What to do ->
Rewrite the belly-flop devotional from "Elegantly poised on" up to and including "leads to disaster.", putting "sidetracked" in place of "distracted".

Text section ->

1 Kings 9 (2): The Belly Flop of Compromise

Elegantly poised on the edge of the rippling water, the scene was a familiar summer fun selection. Would the next move be a smooth and sleek dive in with barely a ripple to follow? Would he take a few dramatic steps away from the water and jump high, holding his legs and “power bombing” those in the cool water as well as those sunning themselves at poolside? Neither. Full of promise he leaped toward the pool but miscalculated the effect those watching had on him. His elegance was transformed into a painful “belly flop”. Some who stood by groaned, as the heard the body strike the water. No one enjoyed the sound or the appearance of pain…

Key Principle: God revealed that blessing follows inner surrender to Him. When we become distracted by this world, we settle for outer appearances. The choice to be distracted by the world in our pursuit of following God leads to disaster.

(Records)
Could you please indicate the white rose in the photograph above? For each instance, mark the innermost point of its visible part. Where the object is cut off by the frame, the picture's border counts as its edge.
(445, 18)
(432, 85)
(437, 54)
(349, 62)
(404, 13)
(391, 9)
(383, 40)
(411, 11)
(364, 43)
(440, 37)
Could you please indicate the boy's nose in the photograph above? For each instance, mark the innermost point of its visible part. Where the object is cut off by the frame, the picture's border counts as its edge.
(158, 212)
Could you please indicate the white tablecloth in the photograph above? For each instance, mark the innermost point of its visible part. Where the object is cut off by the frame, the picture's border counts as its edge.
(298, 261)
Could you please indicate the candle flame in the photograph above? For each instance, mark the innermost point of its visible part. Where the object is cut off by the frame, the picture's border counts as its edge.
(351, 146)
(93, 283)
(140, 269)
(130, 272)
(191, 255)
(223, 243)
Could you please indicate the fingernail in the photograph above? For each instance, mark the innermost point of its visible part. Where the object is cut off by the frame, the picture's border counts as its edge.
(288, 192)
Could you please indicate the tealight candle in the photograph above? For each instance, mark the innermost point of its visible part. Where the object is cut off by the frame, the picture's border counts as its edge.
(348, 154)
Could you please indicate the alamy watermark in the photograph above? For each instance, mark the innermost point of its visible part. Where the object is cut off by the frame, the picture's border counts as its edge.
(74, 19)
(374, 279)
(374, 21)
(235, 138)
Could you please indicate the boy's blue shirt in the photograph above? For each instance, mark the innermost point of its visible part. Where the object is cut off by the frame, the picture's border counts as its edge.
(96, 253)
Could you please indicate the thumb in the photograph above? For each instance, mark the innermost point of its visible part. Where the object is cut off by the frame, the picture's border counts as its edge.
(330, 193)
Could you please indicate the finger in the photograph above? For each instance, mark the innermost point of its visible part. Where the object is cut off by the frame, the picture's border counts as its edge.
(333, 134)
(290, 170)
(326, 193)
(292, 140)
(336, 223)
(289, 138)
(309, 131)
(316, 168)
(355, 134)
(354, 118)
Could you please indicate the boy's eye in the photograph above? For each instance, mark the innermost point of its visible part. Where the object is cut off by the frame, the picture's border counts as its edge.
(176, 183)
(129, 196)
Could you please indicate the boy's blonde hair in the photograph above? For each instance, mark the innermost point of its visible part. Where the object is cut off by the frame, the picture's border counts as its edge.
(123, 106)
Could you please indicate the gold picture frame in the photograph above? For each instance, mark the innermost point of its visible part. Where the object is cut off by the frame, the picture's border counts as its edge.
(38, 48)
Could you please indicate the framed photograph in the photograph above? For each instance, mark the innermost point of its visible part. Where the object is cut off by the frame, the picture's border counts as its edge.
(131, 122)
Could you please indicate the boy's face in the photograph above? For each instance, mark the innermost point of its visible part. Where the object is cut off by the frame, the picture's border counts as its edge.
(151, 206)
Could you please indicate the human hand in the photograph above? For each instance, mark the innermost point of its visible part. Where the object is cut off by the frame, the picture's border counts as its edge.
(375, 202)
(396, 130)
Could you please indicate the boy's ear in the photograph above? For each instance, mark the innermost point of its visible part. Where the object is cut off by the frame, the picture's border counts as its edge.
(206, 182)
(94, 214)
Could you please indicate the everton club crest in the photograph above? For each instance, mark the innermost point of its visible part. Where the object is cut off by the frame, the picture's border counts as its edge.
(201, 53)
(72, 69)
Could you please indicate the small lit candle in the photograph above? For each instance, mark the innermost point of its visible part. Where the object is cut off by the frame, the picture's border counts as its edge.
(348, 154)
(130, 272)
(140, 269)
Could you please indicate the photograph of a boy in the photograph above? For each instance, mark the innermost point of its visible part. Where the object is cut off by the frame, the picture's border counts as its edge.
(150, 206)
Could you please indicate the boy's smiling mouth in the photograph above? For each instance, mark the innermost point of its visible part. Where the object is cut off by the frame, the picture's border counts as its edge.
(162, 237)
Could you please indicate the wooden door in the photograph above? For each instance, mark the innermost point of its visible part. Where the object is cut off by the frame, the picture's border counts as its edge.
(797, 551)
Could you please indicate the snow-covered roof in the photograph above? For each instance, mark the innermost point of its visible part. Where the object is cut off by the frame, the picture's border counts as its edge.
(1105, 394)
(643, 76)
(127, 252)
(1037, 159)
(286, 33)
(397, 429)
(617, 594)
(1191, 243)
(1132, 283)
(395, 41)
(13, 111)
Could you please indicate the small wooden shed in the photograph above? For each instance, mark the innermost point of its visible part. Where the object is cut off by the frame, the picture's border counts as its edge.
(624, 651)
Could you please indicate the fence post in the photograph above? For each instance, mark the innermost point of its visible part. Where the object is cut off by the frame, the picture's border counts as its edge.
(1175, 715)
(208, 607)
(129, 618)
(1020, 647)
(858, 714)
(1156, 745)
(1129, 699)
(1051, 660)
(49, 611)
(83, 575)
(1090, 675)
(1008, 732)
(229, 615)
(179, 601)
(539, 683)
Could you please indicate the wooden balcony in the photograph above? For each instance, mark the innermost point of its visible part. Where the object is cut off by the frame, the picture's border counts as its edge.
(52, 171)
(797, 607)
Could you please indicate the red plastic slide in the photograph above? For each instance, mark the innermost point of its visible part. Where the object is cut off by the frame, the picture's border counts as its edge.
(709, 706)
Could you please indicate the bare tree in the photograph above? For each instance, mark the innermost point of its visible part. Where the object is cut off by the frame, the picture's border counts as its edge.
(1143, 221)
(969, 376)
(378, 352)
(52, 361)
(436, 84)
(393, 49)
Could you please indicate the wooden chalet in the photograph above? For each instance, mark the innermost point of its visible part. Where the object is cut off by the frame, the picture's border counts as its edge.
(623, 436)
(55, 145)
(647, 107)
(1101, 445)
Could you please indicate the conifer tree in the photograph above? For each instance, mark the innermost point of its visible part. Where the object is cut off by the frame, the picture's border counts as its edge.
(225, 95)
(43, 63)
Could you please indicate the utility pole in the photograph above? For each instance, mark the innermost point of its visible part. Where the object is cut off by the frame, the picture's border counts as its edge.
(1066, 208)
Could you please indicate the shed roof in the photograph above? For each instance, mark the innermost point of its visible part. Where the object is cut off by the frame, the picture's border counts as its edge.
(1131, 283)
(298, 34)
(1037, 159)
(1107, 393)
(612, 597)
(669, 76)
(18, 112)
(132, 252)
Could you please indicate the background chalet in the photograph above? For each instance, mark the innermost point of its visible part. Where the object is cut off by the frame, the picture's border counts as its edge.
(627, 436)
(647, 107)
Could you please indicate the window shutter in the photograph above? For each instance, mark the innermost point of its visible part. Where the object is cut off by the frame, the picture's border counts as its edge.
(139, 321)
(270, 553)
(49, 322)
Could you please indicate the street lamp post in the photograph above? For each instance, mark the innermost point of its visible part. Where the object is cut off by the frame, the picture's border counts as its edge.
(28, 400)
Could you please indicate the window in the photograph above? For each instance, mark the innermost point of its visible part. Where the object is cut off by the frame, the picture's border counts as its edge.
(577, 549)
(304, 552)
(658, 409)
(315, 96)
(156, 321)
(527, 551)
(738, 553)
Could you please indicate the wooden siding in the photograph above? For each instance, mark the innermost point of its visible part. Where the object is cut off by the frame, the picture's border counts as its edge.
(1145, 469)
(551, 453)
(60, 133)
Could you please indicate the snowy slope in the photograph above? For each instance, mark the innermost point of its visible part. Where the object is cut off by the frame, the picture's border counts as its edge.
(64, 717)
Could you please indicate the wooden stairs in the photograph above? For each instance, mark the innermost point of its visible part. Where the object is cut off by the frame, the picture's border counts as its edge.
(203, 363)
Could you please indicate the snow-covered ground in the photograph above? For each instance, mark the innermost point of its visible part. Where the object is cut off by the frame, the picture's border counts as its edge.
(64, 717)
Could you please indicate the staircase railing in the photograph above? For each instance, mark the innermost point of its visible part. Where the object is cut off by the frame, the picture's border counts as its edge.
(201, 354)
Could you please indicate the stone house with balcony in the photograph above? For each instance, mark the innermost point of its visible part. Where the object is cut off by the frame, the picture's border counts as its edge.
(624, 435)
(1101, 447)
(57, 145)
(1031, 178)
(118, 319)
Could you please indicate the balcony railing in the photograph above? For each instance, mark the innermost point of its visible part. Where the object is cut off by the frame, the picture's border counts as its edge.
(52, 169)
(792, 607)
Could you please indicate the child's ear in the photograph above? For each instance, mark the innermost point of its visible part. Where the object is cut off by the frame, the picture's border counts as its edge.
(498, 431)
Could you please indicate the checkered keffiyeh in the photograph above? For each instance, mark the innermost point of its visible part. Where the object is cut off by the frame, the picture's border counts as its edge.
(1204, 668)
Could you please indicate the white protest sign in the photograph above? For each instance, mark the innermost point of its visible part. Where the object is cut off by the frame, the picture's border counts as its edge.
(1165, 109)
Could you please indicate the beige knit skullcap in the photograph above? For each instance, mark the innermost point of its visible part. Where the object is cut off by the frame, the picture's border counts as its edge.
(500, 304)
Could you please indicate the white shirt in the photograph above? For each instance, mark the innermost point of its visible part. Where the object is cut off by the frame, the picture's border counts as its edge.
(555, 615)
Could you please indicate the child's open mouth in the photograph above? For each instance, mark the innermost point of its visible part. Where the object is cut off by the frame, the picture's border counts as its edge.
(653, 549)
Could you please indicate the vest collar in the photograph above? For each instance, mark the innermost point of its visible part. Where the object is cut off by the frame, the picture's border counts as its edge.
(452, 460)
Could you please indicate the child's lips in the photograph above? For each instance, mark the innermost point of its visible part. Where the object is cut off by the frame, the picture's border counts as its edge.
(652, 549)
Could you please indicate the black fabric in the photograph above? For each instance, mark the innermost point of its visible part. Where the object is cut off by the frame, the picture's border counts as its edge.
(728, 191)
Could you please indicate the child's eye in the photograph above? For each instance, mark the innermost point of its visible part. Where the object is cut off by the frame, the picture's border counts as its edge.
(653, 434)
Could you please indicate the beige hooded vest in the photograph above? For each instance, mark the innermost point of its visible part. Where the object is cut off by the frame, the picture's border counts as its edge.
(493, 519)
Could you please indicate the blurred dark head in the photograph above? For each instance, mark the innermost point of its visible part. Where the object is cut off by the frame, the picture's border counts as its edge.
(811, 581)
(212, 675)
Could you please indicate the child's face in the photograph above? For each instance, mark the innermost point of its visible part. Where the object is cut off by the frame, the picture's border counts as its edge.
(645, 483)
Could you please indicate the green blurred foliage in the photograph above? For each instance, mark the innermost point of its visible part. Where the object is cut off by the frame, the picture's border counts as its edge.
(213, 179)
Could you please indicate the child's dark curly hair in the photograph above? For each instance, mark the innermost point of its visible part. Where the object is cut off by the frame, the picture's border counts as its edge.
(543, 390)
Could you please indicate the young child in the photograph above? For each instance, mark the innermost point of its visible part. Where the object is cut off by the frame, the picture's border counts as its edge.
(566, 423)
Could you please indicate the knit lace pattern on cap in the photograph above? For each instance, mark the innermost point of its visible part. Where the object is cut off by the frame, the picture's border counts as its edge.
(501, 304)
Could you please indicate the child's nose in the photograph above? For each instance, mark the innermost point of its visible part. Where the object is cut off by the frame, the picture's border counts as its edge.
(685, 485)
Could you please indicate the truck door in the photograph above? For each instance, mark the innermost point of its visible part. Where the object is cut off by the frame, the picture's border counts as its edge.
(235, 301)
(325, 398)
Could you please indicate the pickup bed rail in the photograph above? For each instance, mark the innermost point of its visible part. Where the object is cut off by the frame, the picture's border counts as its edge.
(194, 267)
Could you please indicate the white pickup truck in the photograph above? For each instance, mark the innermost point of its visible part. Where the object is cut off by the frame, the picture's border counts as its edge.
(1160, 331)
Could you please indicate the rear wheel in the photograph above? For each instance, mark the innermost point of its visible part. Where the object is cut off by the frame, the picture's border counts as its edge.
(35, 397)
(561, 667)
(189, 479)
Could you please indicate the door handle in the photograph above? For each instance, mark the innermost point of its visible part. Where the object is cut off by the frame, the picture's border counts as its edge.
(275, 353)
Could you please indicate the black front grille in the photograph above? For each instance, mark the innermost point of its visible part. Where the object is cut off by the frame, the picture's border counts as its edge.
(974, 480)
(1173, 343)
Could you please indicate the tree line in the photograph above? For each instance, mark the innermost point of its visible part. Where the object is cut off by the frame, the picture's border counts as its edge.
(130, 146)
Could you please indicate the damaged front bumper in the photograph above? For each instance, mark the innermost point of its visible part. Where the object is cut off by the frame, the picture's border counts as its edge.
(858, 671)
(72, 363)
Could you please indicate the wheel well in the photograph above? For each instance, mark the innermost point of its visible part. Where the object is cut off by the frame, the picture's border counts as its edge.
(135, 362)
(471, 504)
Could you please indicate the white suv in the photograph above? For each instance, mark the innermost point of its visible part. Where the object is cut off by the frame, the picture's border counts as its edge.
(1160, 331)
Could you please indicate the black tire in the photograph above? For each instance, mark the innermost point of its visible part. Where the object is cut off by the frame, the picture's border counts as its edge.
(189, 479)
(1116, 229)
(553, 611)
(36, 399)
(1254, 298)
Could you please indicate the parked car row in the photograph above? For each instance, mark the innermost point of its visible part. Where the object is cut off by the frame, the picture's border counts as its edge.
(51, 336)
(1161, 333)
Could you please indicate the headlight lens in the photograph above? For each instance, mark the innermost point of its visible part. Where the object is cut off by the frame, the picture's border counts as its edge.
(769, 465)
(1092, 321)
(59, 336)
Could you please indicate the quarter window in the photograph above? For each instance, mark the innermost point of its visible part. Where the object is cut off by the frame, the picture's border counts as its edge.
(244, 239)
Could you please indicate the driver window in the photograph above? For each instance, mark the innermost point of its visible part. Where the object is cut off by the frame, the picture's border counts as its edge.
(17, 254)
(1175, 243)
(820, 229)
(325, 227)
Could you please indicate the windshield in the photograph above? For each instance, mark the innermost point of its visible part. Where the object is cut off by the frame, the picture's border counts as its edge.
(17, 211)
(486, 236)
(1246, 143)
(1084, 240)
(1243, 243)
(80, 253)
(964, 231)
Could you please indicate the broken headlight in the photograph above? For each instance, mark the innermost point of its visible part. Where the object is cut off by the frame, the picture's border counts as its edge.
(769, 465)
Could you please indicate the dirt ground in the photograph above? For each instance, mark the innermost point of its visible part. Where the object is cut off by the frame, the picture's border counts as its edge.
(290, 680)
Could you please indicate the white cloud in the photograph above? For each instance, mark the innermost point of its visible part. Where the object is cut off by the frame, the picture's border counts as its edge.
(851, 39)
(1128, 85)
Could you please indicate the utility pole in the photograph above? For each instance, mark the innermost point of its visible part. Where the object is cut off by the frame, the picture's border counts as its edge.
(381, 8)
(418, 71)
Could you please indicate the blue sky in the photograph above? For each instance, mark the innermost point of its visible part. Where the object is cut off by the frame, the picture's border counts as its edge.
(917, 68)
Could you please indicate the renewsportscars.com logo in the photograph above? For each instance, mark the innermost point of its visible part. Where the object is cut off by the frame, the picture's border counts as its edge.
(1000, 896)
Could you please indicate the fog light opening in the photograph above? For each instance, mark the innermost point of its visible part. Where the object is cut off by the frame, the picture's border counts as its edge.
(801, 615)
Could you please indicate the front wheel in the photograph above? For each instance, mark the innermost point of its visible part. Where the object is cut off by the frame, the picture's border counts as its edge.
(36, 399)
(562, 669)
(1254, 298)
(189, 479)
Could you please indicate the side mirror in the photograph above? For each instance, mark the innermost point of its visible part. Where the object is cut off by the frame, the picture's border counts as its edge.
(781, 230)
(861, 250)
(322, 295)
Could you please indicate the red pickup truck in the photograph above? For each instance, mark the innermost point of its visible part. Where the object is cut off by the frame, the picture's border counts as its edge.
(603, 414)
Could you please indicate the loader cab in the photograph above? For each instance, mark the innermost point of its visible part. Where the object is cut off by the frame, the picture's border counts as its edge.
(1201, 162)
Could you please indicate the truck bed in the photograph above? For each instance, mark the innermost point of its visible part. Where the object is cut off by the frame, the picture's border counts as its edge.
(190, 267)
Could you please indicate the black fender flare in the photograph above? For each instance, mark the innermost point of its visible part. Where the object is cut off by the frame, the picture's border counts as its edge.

Written reply ->
Elegantly poised on the edge of the rippling water, the scene was a familiar summer fun selection. Would the next move be a smooth and sleek dive in with barely a ripple to follow? Would he take a few dramatic steps away from the water and jump high, holding his legs and “power bombing” those in the cool water as well as those sunning themselves at poolside? Neither. Full of promise he leaped toward the pool but miscalculated the effect those watching had on him. His elegance was transformed into a painful “belly flop”. Some who stood by groaned, as the heard the body strike the water. No one enjoyed the sound or the appearance of pain…

Key Principle: God revealed that blessing follows inner surrender to Him. When we become sidetracked by this world, we settle for outer appearances. The choice to be sidetracked by the world in our pursuit of following God leads to disaster.